▸ **QUOTED PASSAGE**
══════════

Guest column: Don’t slow down Oregon cap-and-trade plan

Published 12:00 am Saturday, February 3, 2018

This is not the time for the Oregon Senate to slow down and undermine a unique opportunity to create a new cap-and-trade agreement. Instead it is time to quickly enact one. Our planet is heating up at an unprecedented rate. Like the story of the frog that refuses to leap from a pan of tepid water as it is slowly brought to a boil, we seem to be living in a world filled with naysayers and disbelievers who are willing to watch our forests turn to smoke and our farmlands to lifeless deserts until it is far too late.

As a native Oregonian, I refuse to ignore a major issue like climate change that every summer burns more of our world’s forests while allowing insects and disease to undermine their value. Global temperatures are steadily rising, with the three years out of the past four being the hottest on record. Over 2 million acres of U.S. forestland burned in 2017. Forty-three lives were lost, and over 8,400 structures destroyed in California alone last year. Every year the U.S. wildfire season starts earlier and lasts longer and costs more (averaging $125 billion annually). Over the past decade every state in the West set records for the size and cost of fighting what we now call megafires.

We know the underlying cause. It is in the amount of carbon dioxide we have pumped into the atmosphere since the start of the industrial revolution. Now is the time to do something about it.

══════════

▸ **ASSIGNMENT**
Please answer these questions about the guest column:
1. On what date was it published?
2. How many acres of U.S. forestland does it say burned in 2017?
3. What does it name as the underlying cause?

▸ **THE DATA**
══════════

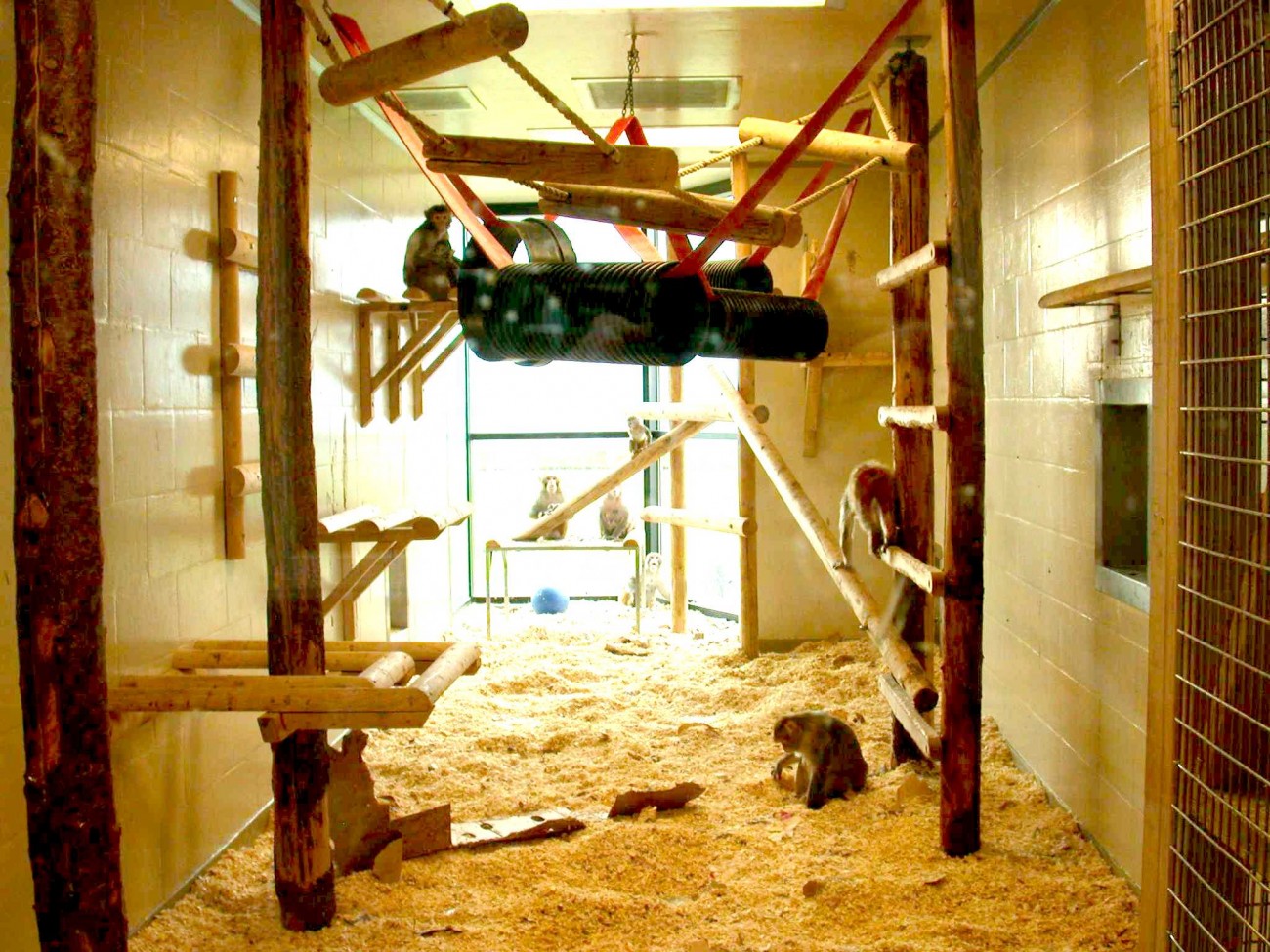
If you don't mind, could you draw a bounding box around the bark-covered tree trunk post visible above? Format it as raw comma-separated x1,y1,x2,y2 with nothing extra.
9,0,127,952
257,0,335,930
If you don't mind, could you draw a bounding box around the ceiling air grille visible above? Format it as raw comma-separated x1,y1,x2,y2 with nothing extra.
574,76,741,111
398,86,486,113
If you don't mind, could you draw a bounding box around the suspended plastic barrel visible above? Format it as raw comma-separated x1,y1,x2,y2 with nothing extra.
458,261,829,367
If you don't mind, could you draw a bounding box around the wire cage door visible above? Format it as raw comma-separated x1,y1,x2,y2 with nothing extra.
1167,0,1270,952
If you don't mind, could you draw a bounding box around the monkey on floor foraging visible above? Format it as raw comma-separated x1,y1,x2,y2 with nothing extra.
626,416,653,456
835,460,899,568
402,204,458,301
772,711,868,809
600,489,631,542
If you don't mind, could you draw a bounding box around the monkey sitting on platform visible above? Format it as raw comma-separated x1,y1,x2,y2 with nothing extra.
772,711,868,809
402,204,458,301
834,460,899,568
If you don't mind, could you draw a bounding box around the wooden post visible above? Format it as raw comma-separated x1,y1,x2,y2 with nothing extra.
890,50,935,763
670,367,689,631
732,153,758,657
9,0,127,952
257,0,335,931
939,0,985,855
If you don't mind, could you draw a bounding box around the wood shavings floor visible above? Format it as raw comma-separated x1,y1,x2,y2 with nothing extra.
132,603,1137,952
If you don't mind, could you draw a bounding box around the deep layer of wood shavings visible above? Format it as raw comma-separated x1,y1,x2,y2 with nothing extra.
132,603,1137,952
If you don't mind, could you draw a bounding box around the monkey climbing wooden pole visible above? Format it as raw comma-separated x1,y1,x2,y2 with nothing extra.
940,0,985,855
669,0,922,278
873,51,937,763
4,0,127,952
710,367,939,711
257,0,335,931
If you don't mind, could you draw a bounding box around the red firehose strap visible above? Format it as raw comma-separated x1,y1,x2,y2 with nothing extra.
330,13,512,268
749,109,872,264
665,0,922,278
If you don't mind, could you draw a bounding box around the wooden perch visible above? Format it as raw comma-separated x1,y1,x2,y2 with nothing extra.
876,241,949,291
737,118,924,172
318,4,529,105
538,186,803,248
877,405,949,431
880,546,944,596
1038,264,1152,308
428,136,680,191
631,402,771,423
513,420,706,542
639,505,756,536
221,225,261,270
710,367,939,711
877,672,940,761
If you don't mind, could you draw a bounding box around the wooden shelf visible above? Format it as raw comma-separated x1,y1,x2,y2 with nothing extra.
1038,264,1152,308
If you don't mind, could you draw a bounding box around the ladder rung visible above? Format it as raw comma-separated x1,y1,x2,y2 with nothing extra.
880,546,944,596
877,403,949,431
877,241,949,291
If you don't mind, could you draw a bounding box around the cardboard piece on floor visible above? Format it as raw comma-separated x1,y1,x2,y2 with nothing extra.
393,804,462,859
451,809,587,849
326,730,395,876
609,783,705,817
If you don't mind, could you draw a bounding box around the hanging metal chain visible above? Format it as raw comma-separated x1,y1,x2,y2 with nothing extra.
622,30,639,119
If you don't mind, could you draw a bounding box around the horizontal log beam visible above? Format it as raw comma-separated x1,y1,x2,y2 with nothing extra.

══════════

▸ **YOUR RESPONSE**
1. Saturday, February 3, 2018
2. Over 2 million acres
3. The amount of carbon dioxide pumped into the atmosphere since the start of the industrial revolution